:: 本文 ::
::::::::::

序
ヨハネの福音書を読み進めていく中で、イエス様と私たちの愛、そして私たちが互いに持つ愛など、愛について繰り返し教えられてきました。この世で生きていく中で、私たちは神様とイエス様から与えられた愛によって豊かないのちを得ることが出来、そしてこの地に愛を広げる者として遣わされていくことになります。前回の箇所では、互いに愛し合うことが戒めとして語られました。イエス様の友と呼ばれ、その親密な関係をもって、イエス様の愛を広げ、実を結ぶように語られました。
しかしイエス様は私たちに愛を豊かに注いでいるのに対して、この世はイエス様を憎しみ、反発し、愛から離れていきます。それはイエス様だけでなく、旧約の時代においても、今も、これから先も、この世に生きるイエス様に従う者たちにも向けられていきます。世の光として来られたイエス様から離れ、闇に生きる世に対し、私たちはどのように歩んでいくのか、そしてその中で私たちに必要な助け主が与えられることが語られます。聖書を順に追いながら、この世に生きる私たちに語られる御言葉を共に見ていきましょう。
本論
1.世は憎む
イエス様の愛を実行するように命じられた後、世と私たちの関係が全く異なることを教えました。私たちはイエス様と結ばれ、繋がり、とどまることで愛の交わりを持つことが出来るのに対し、世はイエス様との交わりに入るどころか、そこから離れて憎むと語られます。イエス様はここで弟子たちに対して、これから世との対立があることを示されました。
John 15:18 世があなたがたを憎むなら、あなたがたよりも先にわたしを憎んだことを知っておきなさい。
John 15:19 もしあなたがたがこの世のものであったら、世は自分のものを愛したでしょう。しかし、あなたがたは世のものではありません。わたしが世からあなたがたを選び出したのです。そのため、世はあなたがたを憎むのです。
ここで世と記されている言葉は、神様に対して敵対し、反発する勢力に同調する被造物を指します。ここで言われているのは、本来神様から良いとされたにも関わらず罪によって歪んだこの世界に属するすべての人々のことです。特にヨハネが世を語るときは、空間的な意味よりも人々のことを指すことが多いです。世から最も憎まれる方と結びついている弟子たちは、主のしもべとして、また主の友として、世の人々から憎しみを受けることとなります。生まれつきの人間は、深く罪に染まり、神様との関係を断ち切られてしまいます。そして被造物としての限界を忘れて自己中心的に生き、神様を無視し、神様から離れた生活を送ります。この世のものである人々は、世に属し、世につながっていますが、イエス様を信じる弟子たちはそうではありません。世ではなく、まことのぶどうの木にとどまって生きる人々は、世のものではなくなるために、むしろ世から離れ、憎まれる立場へと変えられます。

::::::::::

:: 出題 1 ::
本文のうち、「しかしイエス様は私たちに愛を」から始まり「立があることを示されました。」で終わる部分を一字一句そのまま書き写してください。

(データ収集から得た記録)

::::::::::

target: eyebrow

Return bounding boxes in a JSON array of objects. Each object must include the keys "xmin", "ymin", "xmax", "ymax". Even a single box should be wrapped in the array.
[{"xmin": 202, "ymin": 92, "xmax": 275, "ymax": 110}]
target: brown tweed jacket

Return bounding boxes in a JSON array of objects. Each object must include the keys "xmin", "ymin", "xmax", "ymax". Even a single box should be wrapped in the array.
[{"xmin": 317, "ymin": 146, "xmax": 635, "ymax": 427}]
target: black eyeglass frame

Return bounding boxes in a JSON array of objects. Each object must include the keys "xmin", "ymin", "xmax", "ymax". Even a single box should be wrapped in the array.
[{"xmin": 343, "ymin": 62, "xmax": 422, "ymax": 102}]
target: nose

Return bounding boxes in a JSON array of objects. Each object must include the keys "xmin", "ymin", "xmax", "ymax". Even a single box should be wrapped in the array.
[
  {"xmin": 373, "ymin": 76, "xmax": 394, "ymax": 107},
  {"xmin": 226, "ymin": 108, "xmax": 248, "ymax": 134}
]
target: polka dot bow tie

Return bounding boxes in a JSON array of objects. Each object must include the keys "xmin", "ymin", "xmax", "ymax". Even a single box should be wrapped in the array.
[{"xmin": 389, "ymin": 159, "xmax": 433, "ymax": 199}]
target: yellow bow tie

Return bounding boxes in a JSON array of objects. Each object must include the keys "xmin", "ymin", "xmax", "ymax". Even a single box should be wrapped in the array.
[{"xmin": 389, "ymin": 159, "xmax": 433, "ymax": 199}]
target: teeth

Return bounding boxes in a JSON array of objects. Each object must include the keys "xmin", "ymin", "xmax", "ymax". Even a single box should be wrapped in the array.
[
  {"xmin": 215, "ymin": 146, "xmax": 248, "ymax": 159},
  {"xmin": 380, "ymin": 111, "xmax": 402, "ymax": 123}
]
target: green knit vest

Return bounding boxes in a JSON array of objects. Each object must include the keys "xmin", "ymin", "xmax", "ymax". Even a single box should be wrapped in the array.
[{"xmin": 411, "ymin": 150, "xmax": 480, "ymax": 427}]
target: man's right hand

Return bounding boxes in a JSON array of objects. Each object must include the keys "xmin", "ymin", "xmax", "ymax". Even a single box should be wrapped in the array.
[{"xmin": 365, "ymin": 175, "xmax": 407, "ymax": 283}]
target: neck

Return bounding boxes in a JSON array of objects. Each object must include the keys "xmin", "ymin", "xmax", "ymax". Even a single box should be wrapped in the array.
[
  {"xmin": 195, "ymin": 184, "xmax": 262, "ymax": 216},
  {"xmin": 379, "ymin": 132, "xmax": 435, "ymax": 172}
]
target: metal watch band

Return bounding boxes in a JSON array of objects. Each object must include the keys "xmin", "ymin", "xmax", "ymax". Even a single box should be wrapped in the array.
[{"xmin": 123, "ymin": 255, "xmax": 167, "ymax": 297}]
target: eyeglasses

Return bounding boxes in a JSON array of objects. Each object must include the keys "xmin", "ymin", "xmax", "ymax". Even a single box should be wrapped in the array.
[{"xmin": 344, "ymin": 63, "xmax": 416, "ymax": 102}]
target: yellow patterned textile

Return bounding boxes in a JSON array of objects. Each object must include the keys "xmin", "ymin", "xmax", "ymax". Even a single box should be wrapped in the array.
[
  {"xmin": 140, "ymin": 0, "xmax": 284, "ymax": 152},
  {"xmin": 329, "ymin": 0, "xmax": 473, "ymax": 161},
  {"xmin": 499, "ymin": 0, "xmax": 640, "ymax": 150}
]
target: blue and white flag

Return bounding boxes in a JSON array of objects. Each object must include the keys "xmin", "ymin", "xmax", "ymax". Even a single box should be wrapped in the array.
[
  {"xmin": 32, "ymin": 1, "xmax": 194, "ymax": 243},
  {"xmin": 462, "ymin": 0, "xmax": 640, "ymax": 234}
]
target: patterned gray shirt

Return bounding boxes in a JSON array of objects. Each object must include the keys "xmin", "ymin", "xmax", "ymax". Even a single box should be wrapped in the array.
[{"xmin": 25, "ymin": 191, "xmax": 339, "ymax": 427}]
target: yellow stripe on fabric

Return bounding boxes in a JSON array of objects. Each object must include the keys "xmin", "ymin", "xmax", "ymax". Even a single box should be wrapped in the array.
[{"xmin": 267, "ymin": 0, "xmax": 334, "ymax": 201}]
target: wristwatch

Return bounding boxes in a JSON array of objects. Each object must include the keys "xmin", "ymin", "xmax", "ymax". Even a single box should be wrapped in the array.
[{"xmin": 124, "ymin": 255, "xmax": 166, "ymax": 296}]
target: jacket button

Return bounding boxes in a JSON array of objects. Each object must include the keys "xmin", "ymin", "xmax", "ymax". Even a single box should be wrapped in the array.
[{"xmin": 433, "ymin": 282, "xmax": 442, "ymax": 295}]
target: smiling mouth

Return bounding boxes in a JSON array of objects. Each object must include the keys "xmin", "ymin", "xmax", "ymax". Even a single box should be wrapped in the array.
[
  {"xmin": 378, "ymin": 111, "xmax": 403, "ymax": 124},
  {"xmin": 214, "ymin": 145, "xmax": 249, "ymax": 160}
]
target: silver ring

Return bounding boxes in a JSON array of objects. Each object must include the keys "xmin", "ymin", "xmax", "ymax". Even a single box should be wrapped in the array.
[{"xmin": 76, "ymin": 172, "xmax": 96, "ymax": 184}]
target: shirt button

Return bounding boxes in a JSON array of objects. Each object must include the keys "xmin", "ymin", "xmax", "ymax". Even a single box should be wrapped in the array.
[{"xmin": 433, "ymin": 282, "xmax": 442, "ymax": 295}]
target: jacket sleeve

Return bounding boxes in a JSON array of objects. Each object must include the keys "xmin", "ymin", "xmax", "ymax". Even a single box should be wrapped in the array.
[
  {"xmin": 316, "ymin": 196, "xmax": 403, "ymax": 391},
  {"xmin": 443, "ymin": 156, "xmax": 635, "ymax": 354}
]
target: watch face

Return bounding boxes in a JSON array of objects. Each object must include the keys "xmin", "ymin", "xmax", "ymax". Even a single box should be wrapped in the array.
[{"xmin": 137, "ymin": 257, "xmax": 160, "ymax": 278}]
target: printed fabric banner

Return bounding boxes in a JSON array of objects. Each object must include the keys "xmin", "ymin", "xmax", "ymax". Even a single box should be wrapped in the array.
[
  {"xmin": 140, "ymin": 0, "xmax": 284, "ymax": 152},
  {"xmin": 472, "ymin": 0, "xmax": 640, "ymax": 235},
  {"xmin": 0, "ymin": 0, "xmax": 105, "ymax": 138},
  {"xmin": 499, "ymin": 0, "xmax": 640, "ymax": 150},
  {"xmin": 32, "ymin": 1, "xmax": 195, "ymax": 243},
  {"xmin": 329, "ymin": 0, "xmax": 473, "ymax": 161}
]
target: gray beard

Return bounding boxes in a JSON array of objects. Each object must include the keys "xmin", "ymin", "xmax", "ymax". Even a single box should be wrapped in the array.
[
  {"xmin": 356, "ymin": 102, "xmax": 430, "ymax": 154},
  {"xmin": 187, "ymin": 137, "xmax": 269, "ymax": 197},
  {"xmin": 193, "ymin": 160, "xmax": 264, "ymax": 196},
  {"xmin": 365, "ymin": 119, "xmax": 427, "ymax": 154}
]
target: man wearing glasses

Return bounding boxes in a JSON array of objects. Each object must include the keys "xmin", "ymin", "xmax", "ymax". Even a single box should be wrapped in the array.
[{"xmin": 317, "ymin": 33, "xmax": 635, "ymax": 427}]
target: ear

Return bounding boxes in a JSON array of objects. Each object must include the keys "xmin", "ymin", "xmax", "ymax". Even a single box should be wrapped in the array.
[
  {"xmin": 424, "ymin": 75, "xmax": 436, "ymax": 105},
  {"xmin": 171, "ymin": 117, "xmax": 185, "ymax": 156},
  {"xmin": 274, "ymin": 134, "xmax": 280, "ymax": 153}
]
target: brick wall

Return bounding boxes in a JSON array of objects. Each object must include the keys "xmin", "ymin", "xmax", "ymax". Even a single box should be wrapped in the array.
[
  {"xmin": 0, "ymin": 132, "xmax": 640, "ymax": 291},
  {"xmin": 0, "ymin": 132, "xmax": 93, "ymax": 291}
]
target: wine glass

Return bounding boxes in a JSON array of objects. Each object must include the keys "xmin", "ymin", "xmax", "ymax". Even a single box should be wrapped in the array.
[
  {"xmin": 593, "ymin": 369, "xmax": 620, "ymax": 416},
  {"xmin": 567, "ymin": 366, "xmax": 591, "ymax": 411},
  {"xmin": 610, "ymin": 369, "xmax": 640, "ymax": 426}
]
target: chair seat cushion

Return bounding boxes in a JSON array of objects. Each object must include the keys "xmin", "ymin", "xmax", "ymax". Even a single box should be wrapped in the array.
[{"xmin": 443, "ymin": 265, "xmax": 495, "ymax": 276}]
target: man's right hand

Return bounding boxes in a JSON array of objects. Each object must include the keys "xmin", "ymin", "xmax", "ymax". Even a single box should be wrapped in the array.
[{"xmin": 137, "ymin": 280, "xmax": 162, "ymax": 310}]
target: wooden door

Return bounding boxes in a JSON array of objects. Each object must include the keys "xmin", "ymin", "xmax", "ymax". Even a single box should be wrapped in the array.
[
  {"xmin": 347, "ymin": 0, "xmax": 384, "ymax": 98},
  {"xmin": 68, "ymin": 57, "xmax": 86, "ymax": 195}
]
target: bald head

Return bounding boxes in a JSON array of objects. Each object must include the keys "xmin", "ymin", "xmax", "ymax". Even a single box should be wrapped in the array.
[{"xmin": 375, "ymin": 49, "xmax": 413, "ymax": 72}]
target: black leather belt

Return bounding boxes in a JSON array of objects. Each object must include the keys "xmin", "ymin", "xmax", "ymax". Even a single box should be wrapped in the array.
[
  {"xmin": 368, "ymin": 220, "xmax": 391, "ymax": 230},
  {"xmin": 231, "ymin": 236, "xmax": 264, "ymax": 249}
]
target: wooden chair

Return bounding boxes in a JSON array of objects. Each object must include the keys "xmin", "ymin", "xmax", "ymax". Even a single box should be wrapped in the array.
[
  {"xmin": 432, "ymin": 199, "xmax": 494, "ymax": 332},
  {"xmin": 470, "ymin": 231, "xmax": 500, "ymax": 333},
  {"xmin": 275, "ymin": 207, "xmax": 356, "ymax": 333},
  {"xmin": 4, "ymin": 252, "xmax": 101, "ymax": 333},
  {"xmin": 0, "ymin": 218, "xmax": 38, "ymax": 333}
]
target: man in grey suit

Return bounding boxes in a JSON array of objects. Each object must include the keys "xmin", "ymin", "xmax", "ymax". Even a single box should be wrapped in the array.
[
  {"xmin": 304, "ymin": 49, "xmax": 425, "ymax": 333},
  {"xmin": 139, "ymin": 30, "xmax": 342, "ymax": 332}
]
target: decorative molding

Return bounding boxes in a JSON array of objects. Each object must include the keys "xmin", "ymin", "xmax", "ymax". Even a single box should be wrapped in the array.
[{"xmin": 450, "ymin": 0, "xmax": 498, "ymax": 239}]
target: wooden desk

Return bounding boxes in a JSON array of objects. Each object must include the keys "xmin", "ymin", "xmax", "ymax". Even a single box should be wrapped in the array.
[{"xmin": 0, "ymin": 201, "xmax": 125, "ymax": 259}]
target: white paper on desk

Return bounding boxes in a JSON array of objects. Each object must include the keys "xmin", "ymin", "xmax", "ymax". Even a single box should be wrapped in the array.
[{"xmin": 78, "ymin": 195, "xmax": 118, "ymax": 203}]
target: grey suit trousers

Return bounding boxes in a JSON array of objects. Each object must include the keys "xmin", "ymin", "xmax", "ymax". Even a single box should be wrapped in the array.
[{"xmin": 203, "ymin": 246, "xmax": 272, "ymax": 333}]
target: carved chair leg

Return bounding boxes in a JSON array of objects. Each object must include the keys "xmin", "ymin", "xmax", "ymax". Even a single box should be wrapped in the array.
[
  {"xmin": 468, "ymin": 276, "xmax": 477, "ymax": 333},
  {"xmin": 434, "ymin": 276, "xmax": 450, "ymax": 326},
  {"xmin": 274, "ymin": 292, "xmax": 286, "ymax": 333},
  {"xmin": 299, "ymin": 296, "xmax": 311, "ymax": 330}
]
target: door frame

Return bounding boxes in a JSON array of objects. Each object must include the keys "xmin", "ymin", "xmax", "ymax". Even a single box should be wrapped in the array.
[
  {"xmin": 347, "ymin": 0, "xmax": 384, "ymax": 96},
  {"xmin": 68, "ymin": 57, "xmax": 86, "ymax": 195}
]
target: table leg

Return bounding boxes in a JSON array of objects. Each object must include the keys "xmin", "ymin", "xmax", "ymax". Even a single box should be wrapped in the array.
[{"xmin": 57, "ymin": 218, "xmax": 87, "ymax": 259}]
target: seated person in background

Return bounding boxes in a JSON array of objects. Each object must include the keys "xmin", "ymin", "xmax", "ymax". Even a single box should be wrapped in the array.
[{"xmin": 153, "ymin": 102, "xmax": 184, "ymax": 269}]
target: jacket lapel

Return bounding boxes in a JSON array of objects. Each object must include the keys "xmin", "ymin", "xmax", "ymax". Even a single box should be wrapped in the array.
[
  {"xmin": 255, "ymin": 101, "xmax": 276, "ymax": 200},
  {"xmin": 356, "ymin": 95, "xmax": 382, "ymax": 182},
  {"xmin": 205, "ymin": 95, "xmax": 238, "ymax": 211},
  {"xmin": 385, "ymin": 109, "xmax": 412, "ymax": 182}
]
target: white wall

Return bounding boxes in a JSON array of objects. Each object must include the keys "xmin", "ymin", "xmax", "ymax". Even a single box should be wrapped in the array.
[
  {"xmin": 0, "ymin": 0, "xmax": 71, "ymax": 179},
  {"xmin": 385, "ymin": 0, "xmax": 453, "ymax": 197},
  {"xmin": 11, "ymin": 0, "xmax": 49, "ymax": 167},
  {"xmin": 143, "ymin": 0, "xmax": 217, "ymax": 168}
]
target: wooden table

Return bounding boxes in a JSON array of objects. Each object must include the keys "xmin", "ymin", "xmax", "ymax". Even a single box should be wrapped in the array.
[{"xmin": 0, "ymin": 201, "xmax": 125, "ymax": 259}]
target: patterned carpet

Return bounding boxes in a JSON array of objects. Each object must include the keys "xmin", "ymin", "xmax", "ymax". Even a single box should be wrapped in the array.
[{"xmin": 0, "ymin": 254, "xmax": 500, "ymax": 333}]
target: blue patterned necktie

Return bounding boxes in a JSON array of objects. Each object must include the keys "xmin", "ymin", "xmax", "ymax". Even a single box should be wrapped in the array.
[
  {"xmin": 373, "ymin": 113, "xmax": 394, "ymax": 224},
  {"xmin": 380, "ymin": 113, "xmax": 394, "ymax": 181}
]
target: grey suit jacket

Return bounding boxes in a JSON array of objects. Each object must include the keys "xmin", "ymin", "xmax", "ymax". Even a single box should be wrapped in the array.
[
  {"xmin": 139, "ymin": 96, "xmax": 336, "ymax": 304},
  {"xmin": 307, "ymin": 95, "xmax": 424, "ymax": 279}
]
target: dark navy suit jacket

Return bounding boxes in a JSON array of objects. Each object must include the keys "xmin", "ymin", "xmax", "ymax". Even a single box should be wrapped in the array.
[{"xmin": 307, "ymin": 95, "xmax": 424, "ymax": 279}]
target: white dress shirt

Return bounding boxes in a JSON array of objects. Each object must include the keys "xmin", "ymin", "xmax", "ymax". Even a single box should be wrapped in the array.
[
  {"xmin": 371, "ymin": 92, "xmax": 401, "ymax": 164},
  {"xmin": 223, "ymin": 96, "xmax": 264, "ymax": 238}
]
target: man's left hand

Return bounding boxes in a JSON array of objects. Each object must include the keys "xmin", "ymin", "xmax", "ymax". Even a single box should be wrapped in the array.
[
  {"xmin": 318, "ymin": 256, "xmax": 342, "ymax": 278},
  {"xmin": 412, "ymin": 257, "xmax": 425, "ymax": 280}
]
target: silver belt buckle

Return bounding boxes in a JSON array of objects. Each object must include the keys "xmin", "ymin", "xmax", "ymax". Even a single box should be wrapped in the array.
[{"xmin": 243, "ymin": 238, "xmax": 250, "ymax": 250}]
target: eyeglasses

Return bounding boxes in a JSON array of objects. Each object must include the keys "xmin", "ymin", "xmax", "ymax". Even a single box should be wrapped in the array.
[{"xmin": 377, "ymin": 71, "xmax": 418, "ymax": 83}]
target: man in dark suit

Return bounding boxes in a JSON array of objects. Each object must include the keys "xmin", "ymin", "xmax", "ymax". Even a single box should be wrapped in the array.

::::::::::

:: 出題 2 ::
上のリストで、文字列「dark」を含む行の数を求め、その数だけを答えてください。大文字と小文字は区別します。

:: 解答出力 1 ::
しかしイエス様は私たちに愛を豊かに注いでいるのに対して、この世はイエス様を憎しみ、反発し、愛から離れていきます。それはイエス様だけでなく、旧約の時代においても、今も、これから先も、この世に生きるイエス様に従う者たちにも向けられていきます。世の光として来られたイエス様から離れ、闇に生きる世に対し、私たちはどのように歩んでいくのか、そしてその中で私たちに必要な助け主が与えられることが語られます。聖書を順に追いながら、この世に生きる私たちに語られる御言葉を共に見ていきましょう。
本論
1.世は憎む
イエス様の愛を実行するように命じられた後、世と私たちの関係が全く異なることを教えました。私たちはイエス様と結ばれ、繋がり、とどまることで愛の交わりを持つことが出来るのに対し、世はイエス様との交わりに入るどころか、そこから離れて憎むと語られます。イエス様はここで弟子たちに対して、これから世との対立があることを示されました。

:: 解答出力 2 ::
2